## Tarefas e exercícios:
(a) Indique se cada afirmação concorda com o texto sobre Fernando Pessoa, respondendo sim ou não e citando as palavras decisivas do texto: (i) o autor considera Alberto Caeiro o maior dos poetas portugueses; (ii) trinta e tal dos poemas foram escritos no mesmo dia; (iii) Pessoa deixou-se ser tido pela ideia por ter obtido a verdade.
(b) Transcreva do texto sobre Fernando Pessoa tudo o que vai desde "AUGUSTO ABELAIRA" até "portugueses: Alberto Caeiro).".

## Excerto do texto:

AUGUSTO ABELAIRA
(Coimbra, Portugal, 1926 - Lisboa, 2003)
Dramaturgo,
tradutor, jornalista
***
QUEM ERA NA VERDADE, FERNANDO PESSOA? (VI)
Mas
como toda a regra – se é que isto é uma regra – tem excepção, casos há em que
Pessoa é tido pelas ideias (e isso na sua juventude e por sinal com aquele que
a mim me parece ser o maior dos poetas portugueses: Alberto Caeiro).
Mas eis
ainda aí um puro caso de ausência de convicções sólidas. Em determinado dia e
sinceramente, Pessoa achou que o mistério das coisas não existia – tal como
poderia ter achado outra qualquer ideia. – Como a ideia fosse bastante
interessante – como interessante não deixa de ser o facto de trinta e tal
desses poemas serem desse próprio dia. – Pessoa fez render o peixe, deixou-se
ser tido pela ideia. Importa notar todavia, que este ser tido pela ideia, o era, não pela condição em que estivesse de
obtida a verdade, mas justamente porque tal ideia saía do comum.

(Excertos de registos de anotação)
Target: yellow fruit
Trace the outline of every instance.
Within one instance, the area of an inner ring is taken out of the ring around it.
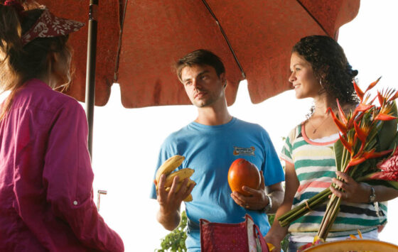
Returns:
[[[178,166],[181,165],[185,158],[180,155],[175,155],[171,158],[168,158],[159,167],[156,175],[155,175],[155,179],[156,182],[159,182],[159,178],[162,174],[168,175],[170,172],[176,170]]]
[[[193,199],[193,198],[192,197],[192,195],[188,195],[188,197],[184,199],[184,201],[185,202],[191,202]]]
[[[184,182],[184,180],[180,180],[180,182],[178,182],[178,183],[177,184],[177,188],[176,188],[176,192],[178,192],[180,190],[180,188],[181,187],[181,185],[183,185],[183,182]],[[195,182],[195,181],[189,179],[188,180],[188,183],[187,183],[187,187],[189,187],[189,186],[191,185],[192,184],[196,184],[196,183]],[[166,187],[166,192],[170,192],[171,189],[171,187]]]
[[[180,178],[178,181],[183,181],[185,178],[190,177],[193,174],[193,172],[195,172],[195,170],[190,168],[183,168],[181,170],[178,170],[176,172],[172,172],[167,177],[166,177],[164,187],[171,187],[171,185],[173,185],[173,180],[174,180],[174,177],[176,177],[176,176],[178,176],[178,177]]]

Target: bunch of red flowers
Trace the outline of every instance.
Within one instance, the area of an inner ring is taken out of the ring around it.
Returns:
[[[340,141],[334,144],[337,170],[347,173],[357,182],[377,182],[398,190],[397,110],[398,92],[387,89],[371,98],[368,91],[379,82],[371,83],[362,92],[355,82],[355,90],[360,102],[354,111],[345,114],[338,100],[338,114],[329,108],[340,130]],[[377,100],[379,105],[375,105]],[[335,185],[335,188],[340,190]],[[289,224],[323,204],[331,195],[329,188],[278,218],[282,226]],[[333,195],[328,203],[316,242],[325,241],[340,209],[341,199]]]

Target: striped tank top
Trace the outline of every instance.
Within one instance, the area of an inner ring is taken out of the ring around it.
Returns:
[[[310,140],[306,135],[303,123],[289,134],[281,158],[286,163],[294,165],[300,182],[294,196],[293,207],[331,185],[332,177],[335,177],[333,144],[336,141],[320,143]],[[326,204],[327,202],[293,221],[289,228],[291,235],[316,236]],[[328,237],[357,234],[357,229],[362,233],[376,229],[387,221],[387,202],[381,202],[379,209],[377,212],[372,203],[343,202]]]

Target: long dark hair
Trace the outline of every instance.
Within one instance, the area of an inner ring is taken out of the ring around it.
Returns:
[[[358,71],[353,70],[335,40],[325,35],[304,37],[293,47],[292,53],[298,53],[311,65],[328,95],[338,99],[342,104],[358,102],[353,85]]]
[[[185,67],[192,67],[195,65],[207,65],[213,67],[218,77],[222,73],[225,72],[224,64],[218,56],[210,50],[199,49],[187,54],[176,63],[176,72],[181,82],[182,82],[181,71]]]
[[[67,45],[68,35],[38,38],[22,45],[22,35],[35,24],[43,11],[43,9],[23,11],[0,4],[0,92],[11,91],[0,109],[0,121],[9,110],[16,90],[26,80],[45,75],[53,66],[51,53],[59,53],[63,57],[72,53]],[[59,76],[65,75],[50,70]]]

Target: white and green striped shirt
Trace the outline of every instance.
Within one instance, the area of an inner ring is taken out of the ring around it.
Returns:
[[[281,158],[294,165],[300,185],[294,196],[293,207],[328,187],[335,177],[333,144],[338,140],[315,141],[306,135],[304,124],[292,130],[281,153]],[[292,236],[314,236],[323,217],[326,203],[292,222],[289,231]],[[329,237],[357,234],[375,230],[387,221],[387,202],[381,203],[377,214],[372,203],[354,204],[343,202]]]

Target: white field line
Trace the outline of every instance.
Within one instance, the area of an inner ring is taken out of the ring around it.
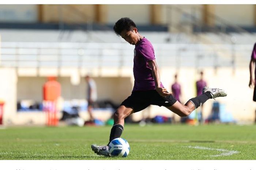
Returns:
[[[178,140],[172,139],[133,139],[130,140],[129,141],[136,142],[167,142],[167,143],[256,143],[256,141],[237,141],[237,140],[212,140],[209,141],[206,140]]]
[[[189,148],[193,148],[194,149],[201,149],[201,150],[212,150],[212,151],[219,151],[220,152],[222,152],[222,153],[221,154],[219,154],[218,155],[210,155],[211,156],[212,156],[212,157],[218,157],[218,156],[230,156],[230,155],[231,155],[234,154],[238,154],[238,153],[239,153],[239,152],[238,152],[238,151],[229,151],[228,150],[225,150],[225,149],[216,149],[216,148],[207,148],[206,147],[203,147],[199,146],[187,146],[186,147]]]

## Respostas:
(a)
(i) Sim: "aquele que a mim me parece ser o maior dos poetas portugueses: Alberto Caeiro".
(ii) Sim: "trinta e tal desses poemas serem desse próprio dia".
(iii) Não: "não pela condição em que estivesse de obtida a verdade, mas justamente porque tal ideia saía do comum".

(b)
AUGUSTO ABELAIRA
(Coimbra, Portugal, 1926 - Lisboa, 2003)
Dramaturgo,
tradutor, jornalista
***
QUEM ERA NA VERDADE, FERNANDO PESSOA? (VI)
Mas
como toda a regra – se é que isto é uma regra – tem excepção, casos há em que
Pessoa é tido pelas ideias (e isso na sua juventude e por sinal com aquele que
a mim me parece ser o maior dos poetas portugueses: Alberto Caeiro).